Quatre mois après la fin de la COP21, quelles sont les avancées et les perspectives de la transition énergétique en France et en Europe ? Futuribles a sollicité huit personnalités pour en débattre : Jacques Theys, Éric Vidalenc, Alain Grandjean, Corinne Lepage, Philippe Bihouix, Nadia Maïzi, Michel Colombier et Marc Roquette. Cliquez ici pour accéder à l’ensemble des contributions.

La COP21 et tous les travaux qu’elle a entraînés, tant dans sa préparation que dans celle des événements qui l’ont précédée et entourée, marqueront probablement notre histoire collective. L’accord de Paris accepté le 10 décembre 2015, au consensus entre 195 pays – un véritable tour de force diplomatique -, en est le point d’orgue. Même s’il est, en tant que tel, insuffisant pour endiguer la dérive climatique, il est une base de départ sérieuse pour une transformation accélérée de nos économies vers un monde « bas-carbone [1] ».

■ **Consignes de l'exercice**:
1. Recopiez mot pour mot l'extrait sur la COP21 en commençant par « Quatre mois après » et en allant jusqu'à « l’ensemble des contributions. ».
2. Rédigez la suite de l'extrait sur la COP21 à partir de sa dernière phrase.
Les lignes qui suivent n'interviennent pas dans ce travail.

■ **Liste**:
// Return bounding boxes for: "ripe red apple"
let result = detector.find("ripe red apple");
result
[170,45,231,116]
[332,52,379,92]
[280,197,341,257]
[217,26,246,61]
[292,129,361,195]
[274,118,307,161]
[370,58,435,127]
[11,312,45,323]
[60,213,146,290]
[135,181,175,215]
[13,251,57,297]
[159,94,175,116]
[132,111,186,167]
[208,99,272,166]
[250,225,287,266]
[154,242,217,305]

■ **Résultats finaux**:
1.
Quatre mois après la fin de la COP21, quelles sont les avancées et les perspectives de la transition énergétique en France et en Europe ? Futuribles a sollicité huit personnalités pour en débattre : Jacques Theys, Éric Vidalenc, Alain Grandjean, Corinne Lepage, Philippe Bihouix, Nadia Maïzi, Michel Colombier et Marc Roquette. Cliquez ici pour accéder à l’ensemble des contributions.

2.
La loi de transition énergétique pour la croissance verte (LTECV) a été votée en France à l’été 2015, après un long parcours (débat national en 2013, dépôt de la loi en août 2014). Ce devrait être le socle de la politique énergétique française des décennies à venir. Les objectifs qu’elle fixe sont cohérents avec l’ambition de l’accord de Paris et avec la nécessité stratégique pour la France de réduire sa dépendance aux énergies fossiles, très majoritairement importées : réduction des émissions de gaz effet de serre, par rapport à 1990, de 40 % en 2030 et de 75 % en 2050 ; baisse, par rapport à 2012, de 30 % de la consommation d’énergie fossile en 2030 ; division, par rapport à 2012, de la consommation d’énergie finale de 20 % en 2030 et de 50 % en 2050 ; part des énergies renouvelables (EnR) croissant à 30 % de la consommation d’énergie finale en 2030. La loi prévoit en outre que le nucléaire ne représentera plus que 50 % de la production électrique en 2025 (contre plus de 75 % aujourd’hui). Ce dernier objectif est issu d’un accord politique et d’une critique du nucléaire fondée sur des arguments sans rapport avec le climat, puisqu’au contraire, l’électricité d’origine nucléaire est bas-carbone [2] .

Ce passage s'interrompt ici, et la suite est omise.